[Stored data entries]
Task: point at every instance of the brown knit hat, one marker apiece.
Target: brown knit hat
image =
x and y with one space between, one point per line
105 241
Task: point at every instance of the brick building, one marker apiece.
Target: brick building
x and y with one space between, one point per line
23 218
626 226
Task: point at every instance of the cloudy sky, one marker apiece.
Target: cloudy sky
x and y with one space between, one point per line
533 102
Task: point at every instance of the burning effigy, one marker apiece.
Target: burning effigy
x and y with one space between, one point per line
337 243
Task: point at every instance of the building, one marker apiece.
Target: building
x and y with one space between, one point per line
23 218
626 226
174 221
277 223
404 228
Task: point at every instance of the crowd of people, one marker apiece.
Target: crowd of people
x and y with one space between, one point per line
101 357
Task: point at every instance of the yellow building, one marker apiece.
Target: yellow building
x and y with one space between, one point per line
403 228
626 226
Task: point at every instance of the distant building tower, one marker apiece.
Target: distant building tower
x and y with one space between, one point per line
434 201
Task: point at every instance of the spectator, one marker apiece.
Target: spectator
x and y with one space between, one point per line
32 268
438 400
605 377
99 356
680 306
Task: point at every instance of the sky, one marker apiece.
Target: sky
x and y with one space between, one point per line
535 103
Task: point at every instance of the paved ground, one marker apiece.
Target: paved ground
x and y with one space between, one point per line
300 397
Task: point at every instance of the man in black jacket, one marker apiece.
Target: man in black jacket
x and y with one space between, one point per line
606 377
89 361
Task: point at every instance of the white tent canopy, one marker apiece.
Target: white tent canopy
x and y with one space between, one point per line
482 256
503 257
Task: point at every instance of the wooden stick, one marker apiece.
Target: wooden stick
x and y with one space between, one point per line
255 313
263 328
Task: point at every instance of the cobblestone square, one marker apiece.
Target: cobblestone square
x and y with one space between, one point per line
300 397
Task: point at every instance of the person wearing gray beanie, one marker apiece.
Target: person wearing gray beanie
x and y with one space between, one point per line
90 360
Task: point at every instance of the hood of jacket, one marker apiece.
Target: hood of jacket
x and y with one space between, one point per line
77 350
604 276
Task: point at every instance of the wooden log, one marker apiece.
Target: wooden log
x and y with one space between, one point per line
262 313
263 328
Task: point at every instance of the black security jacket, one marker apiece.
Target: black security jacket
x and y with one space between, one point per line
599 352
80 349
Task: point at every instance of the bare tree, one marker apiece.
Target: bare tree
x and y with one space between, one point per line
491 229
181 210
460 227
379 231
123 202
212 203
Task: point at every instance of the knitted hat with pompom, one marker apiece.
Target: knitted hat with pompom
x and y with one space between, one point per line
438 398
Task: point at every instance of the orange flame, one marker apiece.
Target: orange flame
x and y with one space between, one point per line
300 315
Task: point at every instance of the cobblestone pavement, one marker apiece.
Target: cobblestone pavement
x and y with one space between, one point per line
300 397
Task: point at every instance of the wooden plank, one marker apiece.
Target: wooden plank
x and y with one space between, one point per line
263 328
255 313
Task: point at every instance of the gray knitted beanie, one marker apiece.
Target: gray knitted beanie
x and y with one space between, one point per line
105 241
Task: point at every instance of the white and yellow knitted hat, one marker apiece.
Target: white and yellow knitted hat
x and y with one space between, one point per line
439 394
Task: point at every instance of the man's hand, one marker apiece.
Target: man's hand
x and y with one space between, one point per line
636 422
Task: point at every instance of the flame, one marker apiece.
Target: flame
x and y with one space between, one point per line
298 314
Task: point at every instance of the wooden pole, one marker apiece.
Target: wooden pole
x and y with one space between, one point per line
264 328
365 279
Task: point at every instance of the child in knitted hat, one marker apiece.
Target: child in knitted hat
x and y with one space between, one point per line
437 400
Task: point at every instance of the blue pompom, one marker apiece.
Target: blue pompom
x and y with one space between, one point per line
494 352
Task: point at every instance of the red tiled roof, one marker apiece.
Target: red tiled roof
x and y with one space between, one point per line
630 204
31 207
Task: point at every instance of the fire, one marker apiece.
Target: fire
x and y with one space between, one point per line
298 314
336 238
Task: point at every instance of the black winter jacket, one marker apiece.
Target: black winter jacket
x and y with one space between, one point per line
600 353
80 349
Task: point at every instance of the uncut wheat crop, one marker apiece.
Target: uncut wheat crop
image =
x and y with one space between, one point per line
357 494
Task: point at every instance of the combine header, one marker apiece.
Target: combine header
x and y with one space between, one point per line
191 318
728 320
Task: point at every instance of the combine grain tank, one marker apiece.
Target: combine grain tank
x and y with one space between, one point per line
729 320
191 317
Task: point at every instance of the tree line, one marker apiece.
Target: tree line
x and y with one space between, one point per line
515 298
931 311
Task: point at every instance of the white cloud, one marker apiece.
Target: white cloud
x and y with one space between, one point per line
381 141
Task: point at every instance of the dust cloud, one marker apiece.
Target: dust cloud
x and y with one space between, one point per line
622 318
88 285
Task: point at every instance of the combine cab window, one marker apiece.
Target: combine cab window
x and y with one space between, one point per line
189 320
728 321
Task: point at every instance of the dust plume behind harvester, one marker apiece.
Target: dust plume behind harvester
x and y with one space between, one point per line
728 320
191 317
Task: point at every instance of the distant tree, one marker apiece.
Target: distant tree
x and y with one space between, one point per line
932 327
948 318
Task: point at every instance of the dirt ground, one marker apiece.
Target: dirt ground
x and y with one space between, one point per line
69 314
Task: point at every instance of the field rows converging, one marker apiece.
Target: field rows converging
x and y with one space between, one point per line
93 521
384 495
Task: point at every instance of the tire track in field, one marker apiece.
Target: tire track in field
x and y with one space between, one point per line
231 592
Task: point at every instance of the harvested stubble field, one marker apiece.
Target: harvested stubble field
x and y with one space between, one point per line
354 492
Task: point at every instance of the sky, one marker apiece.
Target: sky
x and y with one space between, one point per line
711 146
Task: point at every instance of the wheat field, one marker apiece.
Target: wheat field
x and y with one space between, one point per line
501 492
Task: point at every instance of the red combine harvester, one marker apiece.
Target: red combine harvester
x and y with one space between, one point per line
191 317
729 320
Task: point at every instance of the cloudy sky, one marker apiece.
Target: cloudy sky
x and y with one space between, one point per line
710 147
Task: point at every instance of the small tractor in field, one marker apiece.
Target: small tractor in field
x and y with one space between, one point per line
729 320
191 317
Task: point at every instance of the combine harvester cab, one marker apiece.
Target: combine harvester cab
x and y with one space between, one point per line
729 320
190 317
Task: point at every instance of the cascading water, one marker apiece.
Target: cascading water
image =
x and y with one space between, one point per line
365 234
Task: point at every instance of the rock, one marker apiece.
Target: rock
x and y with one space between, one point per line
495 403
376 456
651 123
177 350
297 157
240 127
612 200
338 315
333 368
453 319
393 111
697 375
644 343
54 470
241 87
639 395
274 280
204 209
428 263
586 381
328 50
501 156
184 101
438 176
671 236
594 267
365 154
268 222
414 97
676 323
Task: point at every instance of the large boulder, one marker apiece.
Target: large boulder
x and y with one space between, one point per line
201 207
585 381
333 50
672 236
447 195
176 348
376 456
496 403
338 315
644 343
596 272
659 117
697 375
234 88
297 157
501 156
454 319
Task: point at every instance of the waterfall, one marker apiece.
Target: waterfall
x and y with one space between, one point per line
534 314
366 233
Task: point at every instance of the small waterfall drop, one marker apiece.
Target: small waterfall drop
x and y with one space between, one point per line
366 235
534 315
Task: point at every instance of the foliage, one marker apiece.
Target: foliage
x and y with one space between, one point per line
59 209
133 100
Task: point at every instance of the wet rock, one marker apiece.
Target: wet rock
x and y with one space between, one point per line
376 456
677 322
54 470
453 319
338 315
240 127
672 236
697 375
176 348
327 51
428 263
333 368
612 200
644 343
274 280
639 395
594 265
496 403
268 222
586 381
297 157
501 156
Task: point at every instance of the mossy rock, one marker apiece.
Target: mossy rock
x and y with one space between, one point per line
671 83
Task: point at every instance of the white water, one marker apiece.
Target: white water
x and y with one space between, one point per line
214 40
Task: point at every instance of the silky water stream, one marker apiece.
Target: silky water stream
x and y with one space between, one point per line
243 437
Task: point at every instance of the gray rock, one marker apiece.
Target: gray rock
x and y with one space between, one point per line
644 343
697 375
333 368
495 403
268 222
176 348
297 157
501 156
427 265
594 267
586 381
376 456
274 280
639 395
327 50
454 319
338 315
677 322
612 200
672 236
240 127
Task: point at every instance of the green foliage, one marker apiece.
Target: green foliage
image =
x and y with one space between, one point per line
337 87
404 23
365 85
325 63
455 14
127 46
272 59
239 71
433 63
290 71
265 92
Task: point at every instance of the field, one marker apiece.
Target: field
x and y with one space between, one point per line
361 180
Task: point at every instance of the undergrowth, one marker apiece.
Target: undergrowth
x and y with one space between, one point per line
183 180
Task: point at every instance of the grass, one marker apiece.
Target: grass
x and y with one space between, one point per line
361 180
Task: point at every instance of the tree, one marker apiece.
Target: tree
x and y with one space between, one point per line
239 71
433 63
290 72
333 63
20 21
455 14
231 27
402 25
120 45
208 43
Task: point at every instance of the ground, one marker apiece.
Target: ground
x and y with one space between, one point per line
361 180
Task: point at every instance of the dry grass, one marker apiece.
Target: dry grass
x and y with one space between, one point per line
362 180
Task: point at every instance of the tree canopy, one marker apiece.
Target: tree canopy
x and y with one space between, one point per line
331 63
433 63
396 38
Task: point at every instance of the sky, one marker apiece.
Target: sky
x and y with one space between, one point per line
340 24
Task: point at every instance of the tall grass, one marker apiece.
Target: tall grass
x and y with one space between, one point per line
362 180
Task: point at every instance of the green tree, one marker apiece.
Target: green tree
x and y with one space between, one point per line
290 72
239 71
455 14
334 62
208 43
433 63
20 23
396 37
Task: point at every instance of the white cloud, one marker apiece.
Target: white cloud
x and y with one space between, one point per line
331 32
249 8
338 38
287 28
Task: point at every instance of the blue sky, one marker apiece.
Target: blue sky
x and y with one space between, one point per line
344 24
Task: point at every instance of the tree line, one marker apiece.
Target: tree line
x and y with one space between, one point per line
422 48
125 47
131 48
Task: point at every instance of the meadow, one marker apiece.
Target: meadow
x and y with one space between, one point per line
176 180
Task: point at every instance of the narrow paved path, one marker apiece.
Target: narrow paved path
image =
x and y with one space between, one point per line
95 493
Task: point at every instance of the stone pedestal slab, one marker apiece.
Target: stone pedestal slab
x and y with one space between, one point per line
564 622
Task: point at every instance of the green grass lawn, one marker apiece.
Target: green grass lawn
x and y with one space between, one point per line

• **What you need to do**: Scan the entries for lines holding the string "tall", then copy every one of them.

• **Expected answer**:
Task: point at every instance of the tall grass, one marker apiece.
Target: tall grass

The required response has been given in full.